House Price Predictor
A straightforward tabular ML project to sharpen fundamentals and round out the portfolio.
⚡ Why This Project?
It’s a classic. Clean, tabular data; sensible preprocessing; baseline-to-better models; and clear evaluation with reproducible results. Not a passion project — just a tidy way to demonstrate end-to-end ML hygiene.
🎯 Objectives
- Data cleaning and feature engineering on a well-known housing dataset.
- Baseline models (Linear/ElasticNet) → tree-based models (RandomForest/XGBoost/LightGBM).
- Cross-validation, simple hyperparameter tuning, and holdout test evaluation.
- Interpretability: feature importances/SHAP summary for top drivers.
- Lightweight dashboard to show predictions and metric snapshots.
🧪 MVP Scope
- Notebook + scripts for ingest, preprocess, train, evaluate.
- 2–3 baseline models with k-fold CV; pick a champion by RMSE.
- Simple FastAPI endpoint for predict(); CSV upload input.
- Mini Next.js page to display RMSE/MAE/R² and top features.
🛠️ Tools & Stack (Planned)
- Python: pandas, scikit-learn, (optionally) xgboost/lightgbm
- FastAPI for a lightweight prediction service
- SQLite/PostgreSQL (optional) for experiment logs
- Next.js mini dashboard for metrics
📡 Data Notes
Use a widely used public housing dataset to keep the scope predictable and comparable. Focus is on clean preprocessing steps (missing values, categorical encoding, skew fixes) and reproducible evaluation.
📈 Metrics
- RMSE (primary), MAE, and R²
- Train vs validation gap (over/underfit check)
- K-fold stability (variance across folds)
🗺️ Roadmap (High Level)
- Dataset setup + EDA
- Preprocessing + baselines
- Tree models + simple tuning
- Interpretability (importances/SHAP)
- FastAPI + mini metrics page

#####

The exercise
According to the house price predictor page, which metric is used to pick the champion model?

#####

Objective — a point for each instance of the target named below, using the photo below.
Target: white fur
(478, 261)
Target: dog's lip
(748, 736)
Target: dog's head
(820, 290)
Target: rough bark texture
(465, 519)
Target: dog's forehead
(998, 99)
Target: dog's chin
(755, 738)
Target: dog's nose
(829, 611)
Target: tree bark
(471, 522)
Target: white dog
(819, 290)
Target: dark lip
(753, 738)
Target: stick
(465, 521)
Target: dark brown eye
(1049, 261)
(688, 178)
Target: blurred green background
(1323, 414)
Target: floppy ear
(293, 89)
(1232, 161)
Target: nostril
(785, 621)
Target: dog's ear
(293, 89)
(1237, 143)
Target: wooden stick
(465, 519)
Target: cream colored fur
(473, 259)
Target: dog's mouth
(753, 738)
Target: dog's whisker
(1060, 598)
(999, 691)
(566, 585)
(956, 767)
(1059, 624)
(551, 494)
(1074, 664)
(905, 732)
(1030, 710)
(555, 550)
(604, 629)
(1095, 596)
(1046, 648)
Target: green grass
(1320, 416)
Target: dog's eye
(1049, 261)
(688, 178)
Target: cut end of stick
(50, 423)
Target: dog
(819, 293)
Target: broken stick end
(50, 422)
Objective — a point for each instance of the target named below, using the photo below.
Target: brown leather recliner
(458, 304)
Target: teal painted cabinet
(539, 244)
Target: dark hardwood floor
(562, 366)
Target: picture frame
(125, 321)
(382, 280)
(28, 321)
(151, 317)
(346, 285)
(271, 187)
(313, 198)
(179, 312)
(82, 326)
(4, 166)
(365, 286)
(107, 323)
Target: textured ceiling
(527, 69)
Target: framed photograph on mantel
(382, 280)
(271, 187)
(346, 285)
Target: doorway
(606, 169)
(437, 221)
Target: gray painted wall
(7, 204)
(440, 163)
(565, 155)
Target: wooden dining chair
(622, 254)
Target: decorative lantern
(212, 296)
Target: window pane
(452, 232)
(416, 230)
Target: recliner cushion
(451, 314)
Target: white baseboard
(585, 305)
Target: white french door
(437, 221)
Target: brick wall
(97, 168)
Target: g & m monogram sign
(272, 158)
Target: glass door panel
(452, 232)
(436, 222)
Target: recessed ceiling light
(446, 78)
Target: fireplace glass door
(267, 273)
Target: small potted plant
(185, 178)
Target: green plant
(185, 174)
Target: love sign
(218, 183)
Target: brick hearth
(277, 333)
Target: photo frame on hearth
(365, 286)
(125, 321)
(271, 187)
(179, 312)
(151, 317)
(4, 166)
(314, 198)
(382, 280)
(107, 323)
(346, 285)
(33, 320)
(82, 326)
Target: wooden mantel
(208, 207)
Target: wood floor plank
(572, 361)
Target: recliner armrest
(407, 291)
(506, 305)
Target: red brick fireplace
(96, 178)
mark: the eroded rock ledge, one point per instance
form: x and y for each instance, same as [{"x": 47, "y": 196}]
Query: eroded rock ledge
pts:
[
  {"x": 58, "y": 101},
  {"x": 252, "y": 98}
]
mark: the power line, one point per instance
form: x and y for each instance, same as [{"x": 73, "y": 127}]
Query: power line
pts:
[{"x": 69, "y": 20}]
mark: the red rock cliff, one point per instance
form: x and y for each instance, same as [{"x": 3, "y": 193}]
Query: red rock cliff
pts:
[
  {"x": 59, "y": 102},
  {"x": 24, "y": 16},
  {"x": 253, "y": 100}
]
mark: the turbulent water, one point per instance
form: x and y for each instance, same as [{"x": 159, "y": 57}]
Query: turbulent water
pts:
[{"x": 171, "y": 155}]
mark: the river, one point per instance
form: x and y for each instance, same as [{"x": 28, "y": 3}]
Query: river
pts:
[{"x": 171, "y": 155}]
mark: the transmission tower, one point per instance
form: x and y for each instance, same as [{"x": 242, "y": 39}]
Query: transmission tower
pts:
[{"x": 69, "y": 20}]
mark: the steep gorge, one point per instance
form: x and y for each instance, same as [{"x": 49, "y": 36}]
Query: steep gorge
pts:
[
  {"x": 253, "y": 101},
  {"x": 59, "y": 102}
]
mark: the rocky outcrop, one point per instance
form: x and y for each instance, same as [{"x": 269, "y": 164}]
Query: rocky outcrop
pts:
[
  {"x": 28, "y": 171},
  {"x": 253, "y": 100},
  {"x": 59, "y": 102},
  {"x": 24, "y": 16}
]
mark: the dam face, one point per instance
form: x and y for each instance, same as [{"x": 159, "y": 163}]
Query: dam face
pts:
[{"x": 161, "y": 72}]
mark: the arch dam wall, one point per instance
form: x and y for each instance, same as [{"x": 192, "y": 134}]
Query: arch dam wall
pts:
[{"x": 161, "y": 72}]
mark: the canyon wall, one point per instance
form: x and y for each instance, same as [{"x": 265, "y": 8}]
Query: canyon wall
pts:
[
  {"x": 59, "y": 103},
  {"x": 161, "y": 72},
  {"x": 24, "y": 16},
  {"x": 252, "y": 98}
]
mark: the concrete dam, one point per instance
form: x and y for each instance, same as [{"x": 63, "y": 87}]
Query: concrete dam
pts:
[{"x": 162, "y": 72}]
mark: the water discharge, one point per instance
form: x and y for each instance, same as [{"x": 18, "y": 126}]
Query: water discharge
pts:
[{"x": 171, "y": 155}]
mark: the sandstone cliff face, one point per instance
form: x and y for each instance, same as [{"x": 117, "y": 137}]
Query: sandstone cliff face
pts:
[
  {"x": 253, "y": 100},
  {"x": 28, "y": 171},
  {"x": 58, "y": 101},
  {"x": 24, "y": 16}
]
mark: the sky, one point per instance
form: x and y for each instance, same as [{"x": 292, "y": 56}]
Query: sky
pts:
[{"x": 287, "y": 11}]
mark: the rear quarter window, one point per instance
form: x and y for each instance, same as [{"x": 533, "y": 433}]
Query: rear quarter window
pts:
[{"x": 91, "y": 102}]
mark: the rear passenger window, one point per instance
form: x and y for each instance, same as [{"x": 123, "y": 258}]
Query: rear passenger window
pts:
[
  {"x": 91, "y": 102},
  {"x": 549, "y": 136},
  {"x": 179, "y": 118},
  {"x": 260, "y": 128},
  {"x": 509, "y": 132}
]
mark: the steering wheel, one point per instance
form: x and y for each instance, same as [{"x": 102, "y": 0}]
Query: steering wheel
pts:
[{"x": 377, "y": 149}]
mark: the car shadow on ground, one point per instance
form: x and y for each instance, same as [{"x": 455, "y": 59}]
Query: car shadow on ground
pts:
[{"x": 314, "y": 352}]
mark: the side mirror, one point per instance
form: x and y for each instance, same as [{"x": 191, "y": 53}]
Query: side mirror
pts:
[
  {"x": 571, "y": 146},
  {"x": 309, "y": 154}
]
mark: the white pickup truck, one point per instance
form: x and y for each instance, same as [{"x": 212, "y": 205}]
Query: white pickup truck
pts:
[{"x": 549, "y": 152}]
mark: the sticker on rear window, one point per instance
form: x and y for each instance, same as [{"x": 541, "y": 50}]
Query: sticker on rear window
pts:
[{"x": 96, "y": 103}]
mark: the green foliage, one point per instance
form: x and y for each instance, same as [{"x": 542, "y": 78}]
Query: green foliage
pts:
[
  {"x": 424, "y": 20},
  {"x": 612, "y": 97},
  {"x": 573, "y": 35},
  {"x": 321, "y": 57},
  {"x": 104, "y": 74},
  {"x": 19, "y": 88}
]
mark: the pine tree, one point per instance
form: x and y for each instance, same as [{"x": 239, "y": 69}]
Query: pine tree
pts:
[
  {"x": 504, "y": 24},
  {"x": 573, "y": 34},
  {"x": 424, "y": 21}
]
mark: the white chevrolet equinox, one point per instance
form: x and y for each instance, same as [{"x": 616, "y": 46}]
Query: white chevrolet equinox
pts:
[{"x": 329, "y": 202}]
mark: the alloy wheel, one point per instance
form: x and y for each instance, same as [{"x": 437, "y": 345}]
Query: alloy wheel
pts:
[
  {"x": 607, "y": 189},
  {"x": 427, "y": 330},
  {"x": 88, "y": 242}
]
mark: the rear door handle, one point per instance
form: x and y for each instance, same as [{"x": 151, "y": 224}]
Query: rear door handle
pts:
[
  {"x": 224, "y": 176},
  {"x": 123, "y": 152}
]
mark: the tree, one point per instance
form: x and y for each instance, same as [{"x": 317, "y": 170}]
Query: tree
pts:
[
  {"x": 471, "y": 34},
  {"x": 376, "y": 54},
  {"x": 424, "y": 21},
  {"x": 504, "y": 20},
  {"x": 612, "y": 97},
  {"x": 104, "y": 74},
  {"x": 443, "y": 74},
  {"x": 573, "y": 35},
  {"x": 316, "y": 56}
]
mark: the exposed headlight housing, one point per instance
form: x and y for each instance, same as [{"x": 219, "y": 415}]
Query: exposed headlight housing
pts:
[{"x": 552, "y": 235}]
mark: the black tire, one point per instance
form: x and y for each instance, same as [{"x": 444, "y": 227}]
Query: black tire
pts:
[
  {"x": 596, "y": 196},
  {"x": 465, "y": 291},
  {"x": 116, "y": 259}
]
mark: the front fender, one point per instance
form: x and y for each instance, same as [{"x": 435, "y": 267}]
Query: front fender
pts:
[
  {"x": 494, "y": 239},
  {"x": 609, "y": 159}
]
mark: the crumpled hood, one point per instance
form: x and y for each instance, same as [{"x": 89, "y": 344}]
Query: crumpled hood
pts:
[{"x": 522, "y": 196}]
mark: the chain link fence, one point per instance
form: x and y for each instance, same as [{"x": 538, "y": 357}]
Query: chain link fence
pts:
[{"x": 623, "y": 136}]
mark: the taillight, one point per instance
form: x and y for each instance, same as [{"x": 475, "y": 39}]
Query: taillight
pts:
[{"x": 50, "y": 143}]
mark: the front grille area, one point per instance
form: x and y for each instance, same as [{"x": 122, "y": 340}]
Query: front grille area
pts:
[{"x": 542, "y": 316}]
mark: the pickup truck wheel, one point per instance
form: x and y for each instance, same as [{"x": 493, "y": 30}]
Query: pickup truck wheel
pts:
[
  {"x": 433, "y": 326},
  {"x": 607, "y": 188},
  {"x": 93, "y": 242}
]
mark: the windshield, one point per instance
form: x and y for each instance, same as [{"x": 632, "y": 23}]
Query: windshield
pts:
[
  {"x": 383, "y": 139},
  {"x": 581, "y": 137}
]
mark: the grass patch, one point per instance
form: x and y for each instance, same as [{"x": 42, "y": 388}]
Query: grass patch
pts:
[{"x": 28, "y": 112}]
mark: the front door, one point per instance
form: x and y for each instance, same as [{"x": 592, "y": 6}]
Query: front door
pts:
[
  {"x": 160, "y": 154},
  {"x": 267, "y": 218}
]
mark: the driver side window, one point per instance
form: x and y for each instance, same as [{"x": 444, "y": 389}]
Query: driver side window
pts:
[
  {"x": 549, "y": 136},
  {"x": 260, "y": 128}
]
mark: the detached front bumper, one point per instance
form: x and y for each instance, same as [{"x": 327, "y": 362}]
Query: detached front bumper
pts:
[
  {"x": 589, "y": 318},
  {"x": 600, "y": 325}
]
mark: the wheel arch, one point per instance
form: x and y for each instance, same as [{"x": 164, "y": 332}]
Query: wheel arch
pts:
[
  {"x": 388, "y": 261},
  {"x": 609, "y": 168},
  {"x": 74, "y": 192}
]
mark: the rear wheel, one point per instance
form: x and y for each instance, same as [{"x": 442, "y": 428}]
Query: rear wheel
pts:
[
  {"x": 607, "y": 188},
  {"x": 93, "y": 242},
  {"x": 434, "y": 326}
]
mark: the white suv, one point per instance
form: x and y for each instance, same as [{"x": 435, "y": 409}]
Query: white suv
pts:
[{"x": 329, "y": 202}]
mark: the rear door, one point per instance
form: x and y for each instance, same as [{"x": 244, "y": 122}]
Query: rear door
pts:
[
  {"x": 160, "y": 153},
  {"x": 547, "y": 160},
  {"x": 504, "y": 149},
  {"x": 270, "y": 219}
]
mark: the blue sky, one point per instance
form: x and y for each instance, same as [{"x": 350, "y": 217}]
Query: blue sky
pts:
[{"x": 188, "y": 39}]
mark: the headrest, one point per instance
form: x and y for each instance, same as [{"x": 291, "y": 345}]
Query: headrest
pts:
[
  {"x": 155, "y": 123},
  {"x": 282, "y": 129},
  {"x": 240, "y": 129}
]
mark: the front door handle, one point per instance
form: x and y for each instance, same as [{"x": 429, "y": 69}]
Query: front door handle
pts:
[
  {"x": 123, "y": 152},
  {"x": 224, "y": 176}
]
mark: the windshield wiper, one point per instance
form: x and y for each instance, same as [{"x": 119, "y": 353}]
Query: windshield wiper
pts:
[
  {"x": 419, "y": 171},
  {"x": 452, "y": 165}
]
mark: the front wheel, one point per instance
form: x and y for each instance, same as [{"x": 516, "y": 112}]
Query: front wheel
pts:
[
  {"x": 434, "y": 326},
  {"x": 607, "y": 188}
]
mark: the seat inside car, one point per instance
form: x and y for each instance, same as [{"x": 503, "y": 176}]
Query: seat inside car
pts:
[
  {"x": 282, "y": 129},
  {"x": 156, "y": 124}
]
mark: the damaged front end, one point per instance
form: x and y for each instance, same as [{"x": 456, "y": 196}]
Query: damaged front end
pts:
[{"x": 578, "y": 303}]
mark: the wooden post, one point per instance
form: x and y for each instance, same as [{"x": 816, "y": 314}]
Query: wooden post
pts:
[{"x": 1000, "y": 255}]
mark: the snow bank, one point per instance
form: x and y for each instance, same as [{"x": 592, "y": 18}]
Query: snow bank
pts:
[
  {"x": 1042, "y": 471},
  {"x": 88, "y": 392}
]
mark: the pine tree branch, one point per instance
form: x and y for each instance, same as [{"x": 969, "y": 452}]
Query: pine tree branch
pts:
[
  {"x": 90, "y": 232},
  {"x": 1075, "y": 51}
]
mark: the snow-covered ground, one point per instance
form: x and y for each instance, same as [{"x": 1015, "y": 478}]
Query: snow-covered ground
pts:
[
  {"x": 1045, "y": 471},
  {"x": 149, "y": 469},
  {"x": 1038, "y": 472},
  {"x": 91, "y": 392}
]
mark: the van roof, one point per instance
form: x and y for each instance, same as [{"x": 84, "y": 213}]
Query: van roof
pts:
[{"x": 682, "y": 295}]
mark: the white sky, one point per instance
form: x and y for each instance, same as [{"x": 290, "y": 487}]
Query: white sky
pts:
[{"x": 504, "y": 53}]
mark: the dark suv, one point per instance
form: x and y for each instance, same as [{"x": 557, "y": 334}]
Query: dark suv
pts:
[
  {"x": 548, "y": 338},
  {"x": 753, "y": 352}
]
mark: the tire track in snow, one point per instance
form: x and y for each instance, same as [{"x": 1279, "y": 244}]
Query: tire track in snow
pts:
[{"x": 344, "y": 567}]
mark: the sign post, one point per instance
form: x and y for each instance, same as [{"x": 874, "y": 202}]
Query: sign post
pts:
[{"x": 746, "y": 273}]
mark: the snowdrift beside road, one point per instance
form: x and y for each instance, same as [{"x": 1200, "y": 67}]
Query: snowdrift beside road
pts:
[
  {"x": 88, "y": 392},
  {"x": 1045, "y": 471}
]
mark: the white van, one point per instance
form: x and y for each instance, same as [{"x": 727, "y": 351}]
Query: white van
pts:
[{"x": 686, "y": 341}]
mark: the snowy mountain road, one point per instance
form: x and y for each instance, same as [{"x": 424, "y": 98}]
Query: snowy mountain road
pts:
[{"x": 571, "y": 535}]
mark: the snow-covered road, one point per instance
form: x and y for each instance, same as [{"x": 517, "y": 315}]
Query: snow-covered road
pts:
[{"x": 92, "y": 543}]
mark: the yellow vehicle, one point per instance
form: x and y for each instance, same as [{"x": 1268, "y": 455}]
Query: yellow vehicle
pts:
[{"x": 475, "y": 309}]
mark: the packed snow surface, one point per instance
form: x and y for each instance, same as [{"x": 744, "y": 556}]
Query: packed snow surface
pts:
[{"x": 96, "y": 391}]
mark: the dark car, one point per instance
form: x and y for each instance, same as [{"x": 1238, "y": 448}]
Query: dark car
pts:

#####

Response to this task
RMSE